→ WHAT IS EXPECTED:
Report each line of the entries that includes "below" by copying it.

(RECORD EXTRACTS begins)

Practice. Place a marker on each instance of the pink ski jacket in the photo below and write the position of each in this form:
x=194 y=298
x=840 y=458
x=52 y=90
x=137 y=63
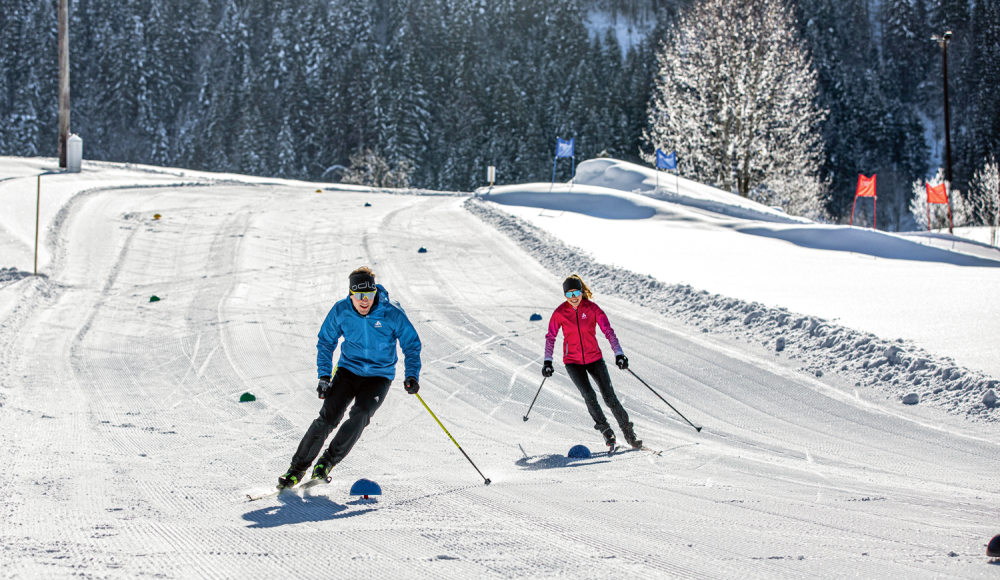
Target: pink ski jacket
x=579 y=337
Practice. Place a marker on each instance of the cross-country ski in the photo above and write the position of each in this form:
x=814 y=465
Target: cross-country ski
x=500 y=289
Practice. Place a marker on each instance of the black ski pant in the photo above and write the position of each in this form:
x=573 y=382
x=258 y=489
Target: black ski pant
x=598 y=370
x=368 y=393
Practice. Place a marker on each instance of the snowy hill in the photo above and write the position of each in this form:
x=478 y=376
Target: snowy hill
x=128 y=453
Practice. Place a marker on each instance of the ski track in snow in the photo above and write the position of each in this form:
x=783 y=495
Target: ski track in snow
x=895 y=368
x=127 y=453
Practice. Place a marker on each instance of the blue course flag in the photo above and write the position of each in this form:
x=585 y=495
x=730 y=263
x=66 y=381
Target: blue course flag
x=664 y=161
x=564 y=148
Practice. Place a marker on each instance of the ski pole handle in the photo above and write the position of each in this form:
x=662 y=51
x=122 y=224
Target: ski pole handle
x=535 y=399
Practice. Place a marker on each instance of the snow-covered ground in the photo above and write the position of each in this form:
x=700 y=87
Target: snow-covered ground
x=127 y=453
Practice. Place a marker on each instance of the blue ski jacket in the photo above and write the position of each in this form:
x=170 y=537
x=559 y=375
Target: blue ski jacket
x=369 y=348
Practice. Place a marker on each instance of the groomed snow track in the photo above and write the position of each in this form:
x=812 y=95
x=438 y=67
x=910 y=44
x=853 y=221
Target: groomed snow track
x=127 y=454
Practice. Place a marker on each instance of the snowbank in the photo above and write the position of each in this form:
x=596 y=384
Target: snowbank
x=896 y=367
x=625 y=176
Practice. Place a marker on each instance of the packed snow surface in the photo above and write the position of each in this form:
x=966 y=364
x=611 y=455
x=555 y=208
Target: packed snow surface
x=127 y=453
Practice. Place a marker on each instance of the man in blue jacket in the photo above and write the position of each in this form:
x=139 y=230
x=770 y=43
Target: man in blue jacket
x=370 y=324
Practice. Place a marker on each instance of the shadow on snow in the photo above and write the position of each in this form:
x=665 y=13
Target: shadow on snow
x=297 y=509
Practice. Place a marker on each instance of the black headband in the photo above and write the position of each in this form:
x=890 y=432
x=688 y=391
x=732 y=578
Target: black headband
x=572 y=284
x=362 y=283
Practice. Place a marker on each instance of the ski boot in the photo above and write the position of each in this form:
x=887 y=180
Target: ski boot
x=291 y=478
x=609 y=440
x=630 y=437
x=322 y=468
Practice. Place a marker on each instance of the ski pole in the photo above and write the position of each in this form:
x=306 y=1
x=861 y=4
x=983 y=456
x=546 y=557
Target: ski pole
x=535 y=399
x=698 y=429
x=452 y=438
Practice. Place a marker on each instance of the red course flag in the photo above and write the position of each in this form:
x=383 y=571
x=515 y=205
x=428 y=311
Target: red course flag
x=936 y=194
x=866 y=188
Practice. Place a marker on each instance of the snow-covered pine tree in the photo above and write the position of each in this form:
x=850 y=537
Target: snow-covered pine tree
x=738 y=104
x=986 y=196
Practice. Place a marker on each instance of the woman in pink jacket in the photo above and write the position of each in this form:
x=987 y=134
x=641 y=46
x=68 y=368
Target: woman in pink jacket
x=578 y=318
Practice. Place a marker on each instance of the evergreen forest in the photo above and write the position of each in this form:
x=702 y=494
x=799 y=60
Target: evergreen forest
x=441 y=89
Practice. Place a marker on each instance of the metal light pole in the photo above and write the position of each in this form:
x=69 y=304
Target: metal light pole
x=943 y=42
x=63 y=79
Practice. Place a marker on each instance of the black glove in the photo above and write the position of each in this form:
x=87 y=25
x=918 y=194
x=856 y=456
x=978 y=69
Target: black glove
x=324 y=384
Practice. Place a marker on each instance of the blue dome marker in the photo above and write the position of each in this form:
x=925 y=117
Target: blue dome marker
x=365 y=487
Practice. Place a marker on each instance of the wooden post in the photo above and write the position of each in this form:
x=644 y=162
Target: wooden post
x=63 y=79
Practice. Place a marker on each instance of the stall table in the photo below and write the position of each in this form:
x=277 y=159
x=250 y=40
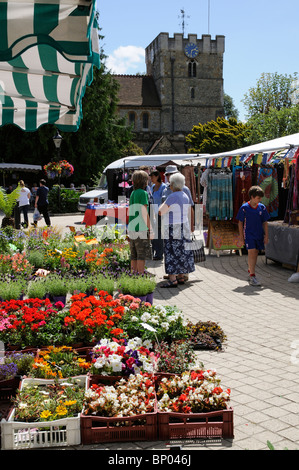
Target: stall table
x=118 y=212
x=283 y=246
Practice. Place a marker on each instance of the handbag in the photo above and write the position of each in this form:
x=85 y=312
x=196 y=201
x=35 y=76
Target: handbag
x=197 y=247
x=36 y=215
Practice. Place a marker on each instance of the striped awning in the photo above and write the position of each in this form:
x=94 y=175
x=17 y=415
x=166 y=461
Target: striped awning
x=47 y=52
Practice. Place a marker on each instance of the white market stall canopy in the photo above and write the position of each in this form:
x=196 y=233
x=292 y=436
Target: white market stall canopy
x=47 y=52
x=267 y=151
x=20 y=167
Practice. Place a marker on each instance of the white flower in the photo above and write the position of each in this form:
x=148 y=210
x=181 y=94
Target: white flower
x=145 y=316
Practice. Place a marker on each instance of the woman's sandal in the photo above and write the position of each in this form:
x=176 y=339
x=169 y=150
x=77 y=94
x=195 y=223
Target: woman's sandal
x=170 y=284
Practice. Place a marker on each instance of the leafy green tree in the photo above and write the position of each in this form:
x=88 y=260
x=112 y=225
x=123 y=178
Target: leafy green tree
x=229 y=108
x=217 y=136
x=272 y=90
x=101 y=138
x=276 y=123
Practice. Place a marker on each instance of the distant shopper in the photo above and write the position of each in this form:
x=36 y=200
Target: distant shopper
x=41 y=201
x=139 y=227
x=175 y=211
x=33 y=194
x=253 y=229
x=24 y=203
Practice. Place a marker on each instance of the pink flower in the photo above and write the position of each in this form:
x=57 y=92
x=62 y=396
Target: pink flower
x=134 y=306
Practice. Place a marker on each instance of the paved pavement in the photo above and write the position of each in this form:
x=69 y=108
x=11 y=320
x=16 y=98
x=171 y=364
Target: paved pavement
x=259 y=363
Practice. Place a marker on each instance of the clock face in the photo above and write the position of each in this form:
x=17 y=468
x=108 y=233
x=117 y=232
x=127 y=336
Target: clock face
x=191 y=50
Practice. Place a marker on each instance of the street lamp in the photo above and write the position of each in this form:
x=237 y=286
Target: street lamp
x=57 y=139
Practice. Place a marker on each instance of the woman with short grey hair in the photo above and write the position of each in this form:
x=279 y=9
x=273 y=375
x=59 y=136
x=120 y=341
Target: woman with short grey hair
x=179 y=260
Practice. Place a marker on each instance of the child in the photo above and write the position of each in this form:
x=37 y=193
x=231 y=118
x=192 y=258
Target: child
x=139 y=227
x=253 y=228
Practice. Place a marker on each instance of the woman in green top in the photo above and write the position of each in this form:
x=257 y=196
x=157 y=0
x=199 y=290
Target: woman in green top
x=139 y=227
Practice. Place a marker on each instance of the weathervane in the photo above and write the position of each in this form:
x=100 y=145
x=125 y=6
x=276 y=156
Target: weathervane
x=182 y=24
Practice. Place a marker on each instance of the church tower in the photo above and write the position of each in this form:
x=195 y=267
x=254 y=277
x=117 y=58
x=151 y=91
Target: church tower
x=188 y=73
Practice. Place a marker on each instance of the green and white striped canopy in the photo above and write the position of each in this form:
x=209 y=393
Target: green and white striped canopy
x=47 y=52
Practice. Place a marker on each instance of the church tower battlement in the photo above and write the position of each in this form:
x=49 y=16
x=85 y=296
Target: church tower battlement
x=188 y=73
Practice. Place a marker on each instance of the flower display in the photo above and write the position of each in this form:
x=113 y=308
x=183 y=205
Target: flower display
x=127 y=397
x=192 y=392
x=61 y=168
x=22 y=321
x=37 y=403
x=16 y=263
x=122 y=357
x=60 y=362
x=94 y=317
x=154 y=322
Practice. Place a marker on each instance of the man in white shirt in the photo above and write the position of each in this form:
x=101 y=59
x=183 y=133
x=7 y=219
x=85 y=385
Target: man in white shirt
x=24 y=202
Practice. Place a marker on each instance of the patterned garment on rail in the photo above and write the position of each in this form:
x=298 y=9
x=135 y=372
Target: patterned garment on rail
x=177 y=259
x=268 y=181
x=242 y=184
x=220 y=195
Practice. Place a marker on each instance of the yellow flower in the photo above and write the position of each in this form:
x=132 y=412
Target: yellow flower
x=70 y=402
x=45 y=414
x=61 y=410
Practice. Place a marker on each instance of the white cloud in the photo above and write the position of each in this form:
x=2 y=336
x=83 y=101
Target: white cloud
x=126 y=60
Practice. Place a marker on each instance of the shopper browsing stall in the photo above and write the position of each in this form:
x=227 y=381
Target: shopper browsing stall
x=253 y=229
x=139 y=227
x=179 y=260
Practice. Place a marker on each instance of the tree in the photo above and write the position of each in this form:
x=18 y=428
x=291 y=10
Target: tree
x=101 y=138
x=274 y=124
x=217 y=136
x=229 y=108
x=272 y=90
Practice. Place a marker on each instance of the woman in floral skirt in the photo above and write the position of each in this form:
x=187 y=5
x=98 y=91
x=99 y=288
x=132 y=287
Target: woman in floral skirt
x=176 y=213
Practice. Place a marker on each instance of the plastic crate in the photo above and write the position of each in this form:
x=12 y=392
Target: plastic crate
x=214 y=424
x=21 y=435
x=97 y=429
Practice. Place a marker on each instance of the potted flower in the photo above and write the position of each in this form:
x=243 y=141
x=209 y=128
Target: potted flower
x=37 y=289
x=140 y=286
x=59 y=169
x=12 y=289
x=157 y=323
x=122 y=357
x=57 y=288
x=58 y=362
x=7 y=204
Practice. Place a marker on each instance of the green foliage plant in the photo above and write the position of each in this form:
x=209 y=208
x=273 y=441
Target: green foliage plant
x=8 y=201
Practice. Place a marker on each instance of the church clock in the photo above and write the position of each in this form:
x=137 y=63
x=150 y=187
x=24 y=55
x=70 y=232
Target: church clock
x=191 y=50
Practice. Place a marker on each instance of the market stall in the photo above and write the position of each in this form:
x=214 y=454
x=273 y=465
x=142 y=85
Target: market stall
x=117 y=213
x=273 y=165
x=47 y=53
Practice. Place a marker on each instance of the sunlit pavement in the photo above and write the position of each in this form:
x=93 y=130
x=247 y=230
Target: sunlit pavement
x=259 y=362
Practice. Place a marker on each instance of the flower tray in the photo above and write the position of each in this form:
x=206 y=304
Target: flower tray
x=214 y=424
x=27 y=435
x=98 y=429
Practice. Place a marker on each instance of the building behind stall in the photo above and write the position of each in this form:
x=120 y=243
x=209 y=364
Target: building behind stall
x=183 y=86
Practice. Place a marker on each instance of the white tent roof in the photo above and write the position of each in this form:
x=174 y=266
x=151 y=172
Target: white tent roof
x=151 y=160
x=274 y=145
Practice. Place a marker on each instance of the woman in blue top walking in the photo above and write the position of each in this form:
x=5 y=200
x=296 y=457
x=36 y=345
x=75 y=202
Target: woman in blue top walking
x=253 y=228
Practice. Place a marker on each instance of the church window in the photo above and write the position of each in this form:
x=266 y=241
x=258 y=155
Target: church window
x=132 y=118
x=192 y=69
x=145 y=120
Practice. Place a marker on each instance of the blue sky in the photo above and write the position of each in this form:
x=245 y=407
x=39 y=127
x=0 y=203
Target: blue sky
x=260 y=35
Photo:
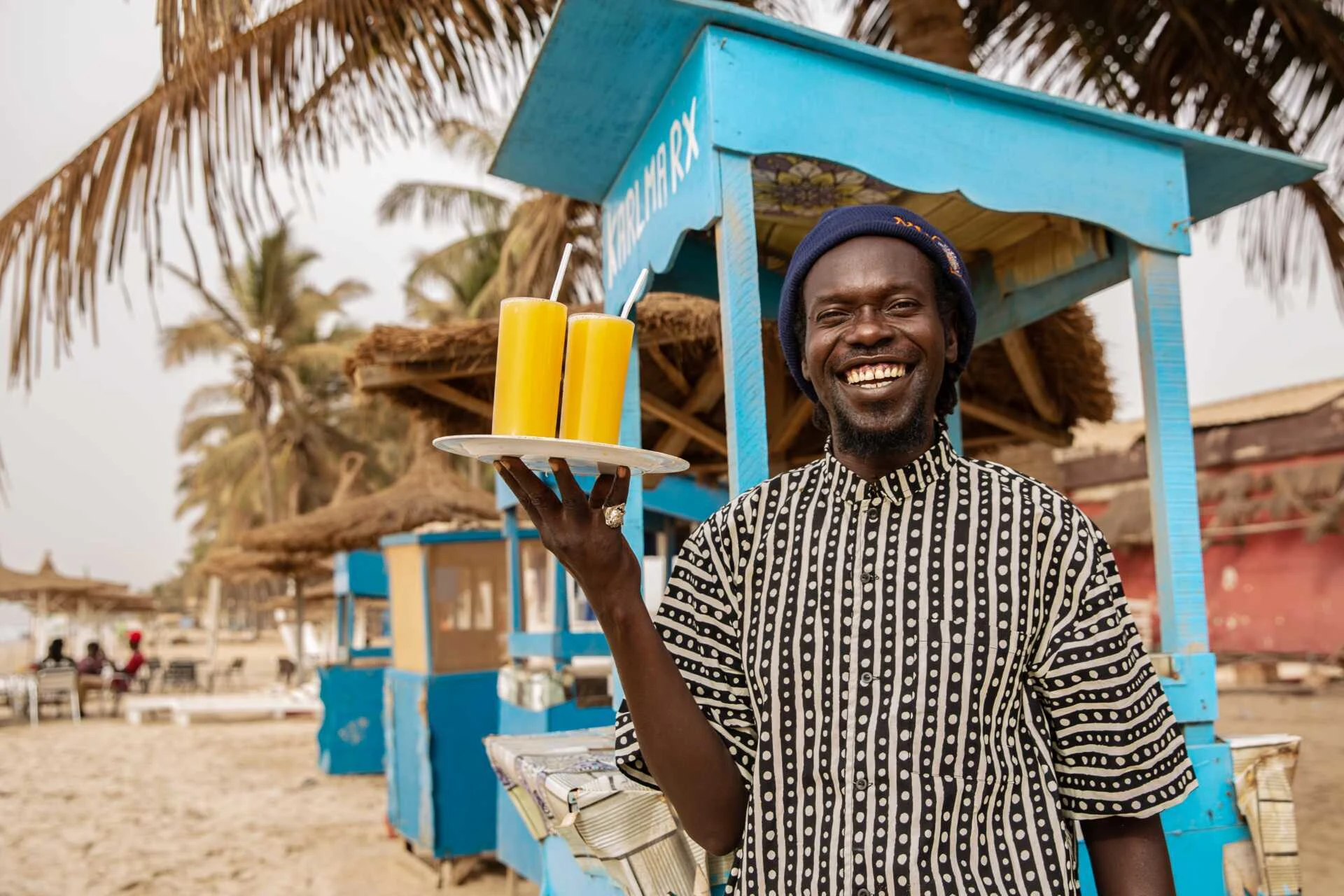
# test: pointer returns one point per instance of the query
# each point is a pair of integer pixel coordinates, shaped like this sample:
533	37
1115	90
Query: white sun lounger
182	710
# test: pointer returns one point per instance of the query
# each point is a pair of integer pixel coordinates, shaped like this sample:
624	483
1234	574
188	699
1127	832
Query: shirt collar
916	476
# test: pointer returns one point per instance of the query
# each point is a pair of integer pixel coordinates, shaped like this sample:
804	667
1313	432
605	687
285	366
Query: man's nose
870	327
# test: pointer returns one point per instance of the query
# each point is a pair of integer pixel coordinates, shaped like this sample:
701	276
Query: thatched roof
430	493
1306	496
448	372
48	580
237	564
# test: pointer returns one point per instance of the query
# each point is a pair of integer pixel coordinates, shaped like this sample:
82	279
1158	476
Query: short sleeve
701	626
1116	746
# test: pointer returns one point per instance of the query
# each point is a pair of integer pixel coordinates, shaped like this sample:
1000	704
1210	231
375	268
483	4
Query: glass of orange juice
527	368
596	363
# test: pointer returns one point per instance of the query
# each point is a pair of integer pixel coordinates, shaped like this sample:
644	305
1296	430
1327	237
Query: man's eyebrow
843	293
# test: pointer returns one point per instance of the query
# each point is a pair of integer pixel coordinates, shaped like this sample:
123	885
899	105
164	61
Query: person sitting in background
128	672
90	671
94	660
55	657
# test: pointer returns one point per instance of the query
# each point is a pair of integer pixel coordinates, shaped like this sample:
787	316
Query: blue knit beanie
841	225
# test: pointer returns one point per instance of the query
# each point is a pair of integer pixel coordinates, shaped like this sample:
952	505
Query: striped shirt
925	680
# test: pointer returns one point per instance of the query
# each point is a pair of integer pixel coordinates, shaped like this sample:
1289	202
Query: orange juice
527	368
596	363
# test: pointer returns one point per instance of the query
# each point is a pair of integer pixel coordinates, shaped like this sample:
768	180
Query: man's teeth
874	375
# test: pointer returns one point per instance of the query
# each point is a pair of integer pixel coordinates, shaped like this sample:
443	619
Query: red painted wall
1273	593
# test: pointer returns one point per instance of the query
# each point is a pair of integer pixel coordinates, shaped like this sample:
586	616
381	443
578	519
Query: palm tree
246	92
511	248
286	365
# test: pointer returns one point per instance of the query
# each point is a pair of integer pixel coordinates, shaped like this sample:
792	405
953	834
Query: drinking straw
635	293
559	274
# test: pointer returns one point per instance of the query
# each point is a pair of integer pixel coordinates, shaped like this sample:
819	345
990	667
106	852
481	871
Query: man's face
874	346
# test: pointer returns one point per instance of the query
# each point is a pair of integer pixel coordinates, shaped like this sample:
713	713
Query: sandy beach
239	808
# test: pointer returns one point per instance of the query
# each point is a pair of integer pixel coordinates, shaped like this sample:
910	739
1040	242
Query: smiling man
895	669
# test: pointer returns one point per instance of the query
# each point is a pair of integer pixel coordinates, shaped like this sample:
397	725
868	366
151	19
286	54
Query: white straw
635	293
559	274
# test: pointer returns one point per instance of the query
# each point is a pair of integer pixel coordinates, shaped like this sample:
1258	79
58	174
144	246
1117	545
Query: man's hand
574	530
1129	856
686	755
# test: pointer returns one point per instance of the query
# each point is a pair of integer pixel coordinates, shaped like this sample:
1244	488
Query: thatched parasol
15	584
448	372
430	493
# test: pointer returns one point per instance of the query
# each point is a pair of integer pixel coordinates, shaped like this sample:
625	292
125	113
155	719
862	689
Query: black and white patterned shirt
924	680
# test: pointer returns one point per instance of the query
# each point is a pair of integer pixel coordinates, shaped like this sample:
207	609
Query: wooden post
299	625
1171	451
211	628
739	316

(RECORD EXTRACTS ends)

→ ANSWER TO THE PROBLEM:
Practice. Place a marker on each instance of the pink ski jacket in the photo below and write the position of each in this form:
Practice. Place a marker on each instance of the stall table in the photo below and write the position of each in this form:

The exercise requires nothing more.